_What the exercise asks_: Below are entries; output exactly the lines from the one with "Target: wooden countertop" to the one with "point(172, 755)", both included, and nothing else.
*** Opening of Data to process ***
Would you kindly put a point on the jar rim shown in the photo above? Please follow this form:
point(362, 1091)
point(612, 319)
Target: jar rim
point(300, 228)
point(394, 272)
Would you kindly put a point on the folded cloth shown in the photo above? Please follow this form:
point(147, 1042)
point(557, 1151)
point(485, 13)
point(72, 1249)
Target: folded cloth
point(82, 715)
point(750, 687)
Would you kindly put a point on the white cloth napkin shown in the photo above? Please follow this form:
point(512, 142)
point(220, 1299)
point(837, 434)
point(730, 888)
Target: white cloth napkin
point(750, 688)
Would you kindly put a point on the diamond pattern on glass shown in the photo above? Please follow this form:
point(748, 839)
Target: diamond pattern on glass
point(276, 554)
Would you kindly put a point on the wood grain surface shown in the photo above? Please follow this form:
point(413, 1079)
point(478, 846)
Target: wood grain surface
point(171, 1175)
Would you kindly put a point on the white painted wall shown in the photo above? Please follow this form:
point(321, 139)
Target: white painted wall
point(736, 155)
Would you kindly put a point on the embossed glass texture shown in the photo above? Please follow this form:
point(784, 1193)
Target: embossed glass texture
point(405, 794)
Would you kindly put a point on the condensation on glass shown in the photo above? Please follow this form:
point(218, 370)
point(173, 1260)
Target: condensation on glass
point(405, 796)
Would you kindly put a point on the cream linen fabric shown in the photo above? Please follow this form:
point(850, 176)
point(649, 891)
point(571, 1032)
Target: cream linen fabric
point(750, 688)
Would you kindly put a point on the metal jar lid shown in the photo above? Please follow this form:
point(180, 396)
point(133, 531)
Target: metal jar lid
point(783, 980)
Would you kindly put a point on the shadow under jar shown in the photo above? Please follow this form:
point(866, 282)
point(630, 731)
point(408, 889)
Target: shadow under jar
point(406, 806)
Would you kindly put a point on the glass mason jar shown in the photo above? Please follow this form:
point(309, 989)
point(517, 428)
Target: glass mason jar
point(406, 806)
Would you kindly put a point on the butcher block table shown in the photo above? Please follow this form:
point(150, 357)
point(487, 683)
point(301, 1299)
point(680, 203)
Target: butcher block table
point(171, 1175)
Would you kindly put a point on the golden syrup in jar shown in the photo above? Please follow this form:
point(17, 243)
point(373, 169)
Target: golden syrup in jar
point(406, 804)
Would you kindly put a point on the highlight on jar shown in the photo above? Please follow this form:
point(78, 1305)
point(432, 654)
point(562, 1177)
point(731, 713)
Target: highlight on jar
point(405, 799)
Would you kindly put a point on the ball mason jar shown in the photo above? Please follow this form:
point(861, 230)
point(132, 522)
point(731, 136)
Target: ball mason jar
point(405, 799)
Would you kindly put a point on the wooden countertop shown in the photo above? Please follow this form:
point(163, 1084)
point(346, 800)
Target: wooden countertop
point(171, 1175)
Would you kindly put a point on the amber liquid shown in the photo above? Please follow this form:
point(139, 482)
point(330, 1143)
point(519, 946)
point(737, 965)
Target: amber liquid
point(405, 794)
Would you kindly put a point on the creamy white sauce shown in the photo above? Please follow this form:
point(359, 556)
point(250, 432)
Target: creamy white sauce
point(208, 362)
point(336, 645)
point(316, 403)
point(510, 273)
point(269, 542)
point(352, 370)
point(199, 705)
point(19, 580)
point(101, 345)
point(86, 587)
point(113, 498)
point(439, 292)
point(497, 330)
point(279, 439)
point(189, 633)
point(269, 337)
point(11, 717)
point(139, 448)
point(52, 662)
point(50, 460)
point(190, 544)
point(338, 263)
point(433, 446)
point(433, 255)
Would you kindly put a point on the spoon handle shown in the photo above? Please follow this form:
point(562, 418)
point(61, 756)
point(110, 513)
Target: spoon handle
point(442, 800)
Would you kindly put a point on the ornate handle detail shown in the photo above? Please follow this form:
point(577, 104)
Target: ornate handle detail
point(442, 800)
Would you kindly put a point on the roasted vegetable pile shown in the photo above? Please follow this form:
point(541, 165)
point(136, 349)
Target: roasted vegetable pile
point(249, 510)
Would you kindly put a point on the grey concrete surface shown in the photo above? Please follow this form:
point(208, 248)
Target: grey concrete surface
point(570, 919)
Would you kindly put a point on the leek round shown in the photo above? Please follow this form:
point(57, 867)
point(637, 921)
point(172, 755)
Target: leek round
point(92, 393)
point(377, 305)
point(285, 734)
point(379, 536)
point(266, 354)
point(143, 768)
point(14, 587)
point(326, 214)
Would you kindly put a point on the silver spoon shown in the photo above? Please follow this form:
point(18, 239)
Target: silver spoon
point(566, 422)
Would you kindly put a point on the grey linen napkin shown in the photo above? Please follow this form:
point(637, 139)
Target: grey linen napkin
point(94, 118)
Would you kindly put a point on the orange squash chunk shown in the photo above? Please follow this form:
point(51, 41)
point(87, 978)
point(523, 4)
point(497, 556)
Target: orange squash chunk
*** Close of Data to process ***
_Exercise result_:
Target: wooden countertop
point(171, 1175)
Would you kindly put a point on the amber liquid shown in the photo above? Please follow this form:
point(139, 482)
point(330, 1143)
point(519, 946)
point(737, 965)
Target: amber liquid
point(405, 794)
Would you kindly put a point on the creamy white sauce shown in the photo above? Please follow this form:
point(359, 556)
point(250, 432)
Target: creamy white sauce
point(208, 362)
point(336, 645)
point(316, 403)
point(510, 273)
point(269, 542)
point(352, 370)
point(199, 705)
point(19, 580)
point(101, 345)
point(86, 587)
point(113, 498)
point(439, 292)
point(497, 330)
point(279, 439)
point(189, 633)
point(269, 337)
point(11, 717)
point(139, 448)
point(52, 662)
point(50, 460)
point(190, 544)
point(338, 263)
point(433, 446)
point(433, 255)
Would you kindly put a point on the spoon handle shown in the photo above? Please follow this form:
point(562, 418)
point(61, 756)
point(110, 513)
Target: spoon handle
point(442, 800)
Would you kindly put a point on the ornate handle detail shown in the photo above? Please follow this form:
point(577, 104)
Target: ornate handle detail
point(442, 800)
Would you kindly put a point on the roasted vegetable pile shown in the photo above? Please follow this form:
point(541, 165)
point(136, 349)
Target: roasted vegetable pile
point(249, 510)
Would you kindly put a point on the grey concrete surface shown in the photo above? Please follow this form:
point(208, 248)
Target: grey concrete surface
point(570, 919)
Would you kindly put a point on the leek round shown in the photo above? Please follow this form:
point(57, 867)
point(637, 921)
point(172, 755)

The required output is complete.